WORK TO COMPLETE: Convert every line of the data below into a JSON list of strings, one string per line, skipping blank lines and leaving out the pictures.

RECORD EXTRACTS:
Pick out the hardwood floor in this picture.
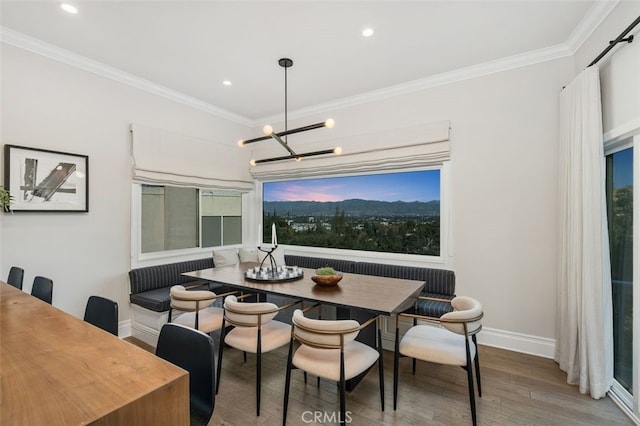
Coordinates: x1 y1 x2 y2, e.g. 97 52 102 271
127 338 633 426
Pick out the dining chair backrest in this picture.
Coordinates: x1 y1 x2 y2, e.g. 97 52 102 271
224 295 279 327
7 266 24 290
293 309 360 348
169 285 217 312
84 296 118 336
31 276 53 305
156 323 215 425
440 296 483 336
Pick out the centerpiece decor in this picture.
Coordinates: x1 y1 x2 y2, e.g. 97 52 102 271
244 223 304 282
311 266 342 286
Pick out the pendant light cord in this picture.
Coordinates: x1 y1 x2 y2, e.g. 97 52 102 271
284 66 289 143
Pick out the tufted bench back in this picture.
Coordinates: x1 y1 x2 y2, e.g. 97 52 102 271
353 262 456 296
129 257 214 312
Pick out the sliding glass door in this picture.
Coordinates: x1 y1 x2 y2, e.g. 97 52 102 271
606 136 640 417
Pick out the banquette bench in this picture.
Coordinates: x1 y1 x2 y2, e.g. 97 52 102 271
129 254 455 344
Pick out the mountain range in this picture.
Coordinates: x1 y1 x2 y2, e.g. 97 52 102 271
263 199 440 217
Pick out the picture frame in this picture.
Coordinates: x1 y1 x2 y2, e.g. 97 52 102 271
4 144 89 213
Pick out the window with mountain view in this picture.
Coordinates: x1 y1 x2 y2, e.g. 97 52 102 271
262 169 440 256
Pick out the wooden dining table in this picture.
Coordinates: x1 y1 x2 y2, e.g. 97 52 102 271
183 262 425 315
0 282 189 426
182 262 425 391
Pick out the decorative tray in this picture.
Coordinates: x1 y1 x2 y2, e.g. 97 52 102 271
244 266 304 283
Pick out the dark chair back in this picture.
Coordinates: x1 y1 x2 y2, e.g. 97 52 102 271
84 296 118 336
156 323 215 425
7 266 24 290
31 276 53 305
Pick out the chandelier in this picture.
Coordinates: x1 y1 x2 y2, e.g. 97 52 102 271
238 58 342 166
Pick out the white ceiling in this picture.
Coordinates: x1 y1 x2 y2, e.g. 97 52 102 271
0 0 616 121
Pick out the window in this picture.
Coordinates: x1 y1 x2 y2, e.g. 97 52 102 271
606 148 633 393
140 185 242 253
605 133 640 419
262 168 441 256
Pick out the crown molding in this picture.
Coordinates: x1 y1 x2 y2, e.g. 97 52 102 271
0 26 253 126
254 43 574 126
0 0 620 127
566 0 620 54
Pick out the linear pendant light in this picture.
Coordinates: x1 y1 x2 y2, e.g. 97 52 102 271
238 58 342 166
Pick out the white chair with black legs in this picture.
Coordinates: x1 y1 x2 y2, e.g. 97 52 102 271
169 285 227 333
282 309 384 425
216 295 300 416
393 296 484 426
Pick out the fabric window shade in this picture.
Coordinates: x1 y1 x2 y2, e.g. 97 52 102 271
251 121 451 180
131 124 254 192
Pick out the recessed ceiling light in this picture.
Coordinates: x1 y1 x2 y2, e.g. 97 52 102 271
60 3 78 15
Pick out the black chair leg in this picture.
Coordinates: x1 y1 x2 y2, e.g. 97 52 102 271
471 334 482 398
256 328 262 416
463 339 478 426
393 327 400 411
216 319 225 395
282 340 296 426
339 351 347 426
376 319 384 411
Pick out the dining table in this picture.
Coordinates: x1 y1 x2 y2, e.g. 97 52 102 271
182 262 425 391
182 262 425 316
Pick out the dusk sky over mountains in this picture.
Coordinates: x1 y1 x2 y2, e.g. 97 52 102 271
263 170 440 202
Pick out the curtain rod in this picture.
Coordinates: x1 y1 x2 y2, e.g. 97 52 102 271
587 16 640 68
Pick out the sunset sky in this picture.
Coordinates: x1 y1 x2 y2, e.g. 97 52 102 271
263 170 440 201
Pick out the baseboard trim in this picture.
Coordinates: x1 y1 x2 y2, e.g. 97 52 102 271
478 327 556 359
131 322 160 347
118 320 131 338
382 318 556 359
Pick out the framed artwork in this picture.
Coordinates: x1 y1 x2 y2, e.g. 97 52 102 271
4 145 89 212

ANSWER FOR THE TASK:
[
  "Pick out the hardwood floor in this picture.",
  "Coordinates: x1 y1 x2 y2, e.g. 97 52 102 271",
  "127 338 633 426",
  "Pick out the dining chair backrest in this picture.",
  "Coordinates: x1 y1 x2 y2, e.g. 97 52 102 271",
  "224 295 279 327",
  "7 266 24 290",
  "293 309 360 348",
  "169 285 217 312",
  "84 296 118 336",
  "31 276 53 305",
  "156 323 215 425",
  "440 296 483 336",
  "Pick out the centerpiece decor in this picture.",
  "Coordinates: x1 y1 x2 y2, e.g. 97 52 102 271",
  "244 223 304 282",
  "311 266 342 286",
  "Pick out the pendant light cord in this picture.",
  "Coordinates: x1 y1 x2 y2, e.g. 97 52 102 271",
  "284 66 289 143",
  "Pick out the tufted bench back in this picture.",
  "Coordinates: x1 y1 x2 y2, e.g. 97 52 102 271",
  "353 262 456 296",
  "129 257 214 312",
  "Pick out the sliding glass door in this picture.",
  "Coordinates: x1 y1 x2 y2, e.g. 97 52 102 271",
  "606 136 640 417",
  "Pick out the banquette bench in this picture.",
  "Coordinates: x1 y1 x2 y2, e.g. 97 52 102 271",
  "129 254 455 344",
  "Pick out the mountain range in this picture.",
  "Coordinates: x1 y1 x2 y2, e.g. 97 52 102 271",
  "263 199 440 217",
  "Pick out the picture frame in this picture.",
  "Coordinates: x1 y1 x2 y2, e.g. 97 52 102 271",
  "4 144 89 213",
  "Pick out the window with mountain view in this picture.",
  "Coordinates: x1 y1 x2 y2, e.g. 97 52 102 271",
  "262 169 440 256",
  "Pick out the wooden dining table in this picture.",
  "Coordinates: x1 y1 x2 y2, e.g. 97 52 102 271",
  "183 262 425 315",
  "0 282 189 426",
  "182 262 425 391",
  "Pick out the decorative tray in this picture.",
  "Coordinates: x1 y1 x2 y2, e.g. 97 52 102 271",
  "244 266 304 283",
  "Pick out the dark chair back in this picture.",
  "Coordinates: x1 y1 x2 y2, e.g. 97 52 102 271",
  "84 296 118 336",
  "156 323 215 425",
  "7 266 24 290",
  "31 276 53 305",
  "Pick out the chandelier in this picture.",
  "Coordinates: x1 y1 x2 y2, e.g. 97 52 102 271",
  "238 58 342 166",
  "Pick out the white ceiling in this picture.",
  "Coordinates: x1 y1 x2 y2, e.g. 97 52 102 271",
  "0 0 616 121",
  "Pick out the window in this picture.",
  "Coordinates: x1 y1 x2 y2, e.g. 97 52 102 271",
  "606 148 633 393",
  "140 185 242 253",
  "605 133 640 419",
  "262 168 441 256",
  "Pick out the crown molding in this picture.",
  "Coordinates: x1 y1 x2 y2, e.g. 97 52 102 271",
  "0 26 253 126",
  "254 43 574 126",
  "0 0 620 127",
  "566 0 620 54",
  "Pick out the linear pendant light in this picture.",
  "Coordinates: x1 y1 x2 y2, e.g. 97 52 102 271",
  "238 58 342 166",
  "Pick out the white chair with black legs in this picture.",
  "Coordinates: x1 y1 x2 y2, e.g. 97 52 102 271",
  "169 285 227 333",
  "282 309 384 425",
  "216 295 300 416",
  "393 296 484 426",
  "Pick out the fabric window shade in this picture.",
  "Coordinates: x1 y1 x2 y2, e.g. 97 52 102 271",
  "251 121 451 180",
  "131 124 254 192",
  "Pick out the recessed ceiling light in this picture.",
  "Coordinates: x1 y1 x2 y2, e.g. 97 52 102 271",
  "60 3 78 15",
  "Pick out the black chair leg in this picture.",
  "Coordinates: x1 y1 x2 y2, e.g. 97 52 102 271",
  "471 334 482 398",
  "256 328 262 416",
  "463 339 478 426",
  "393 327 400 411",
  "216 319 225 395",
  "282 340 296 426",
  "339 351 347 426",
  "376 319 384 411",
  "Pick out the dining table in this picture.",
  "Coordinates: x1 y1 x2 y2, e.g. 97 52 102 271",
  "182 262 425 391",
  "182 262 425 316",
  "Pick out the dusk sky over mountains in this picture.",
  "Coordinates: x1 y1 x2 y2, e.g. 97 52 102 271",
  "263 170 440 202",
  "Pick out the curtain rod in this picture.",
  "Coordinates: x1 y1 x2 y2, e.g. 97 52 102 271",
  "587 16 640 68",
  "Pick out the sunset sky in this picture.",
  "Coordinates: x1 y1 x2 y2, e.g. 97 52 102 271",
  "263 170 440 201",
  "Pick out the baseboard trim in this picture.",
  "Coordinates: x1 y1 x2 y2, e.g. 97 52 102 271",
  "478 327 556 359",
  "131 322 160 347",
  "118 320 131 338",
  "382 318 556 359",
  "Pick out the framed artwork in this picture.",
  "Coordinates: x1 y1 x2 y2, e.g. 97 52 102 271",
  "4 145 89 212"
]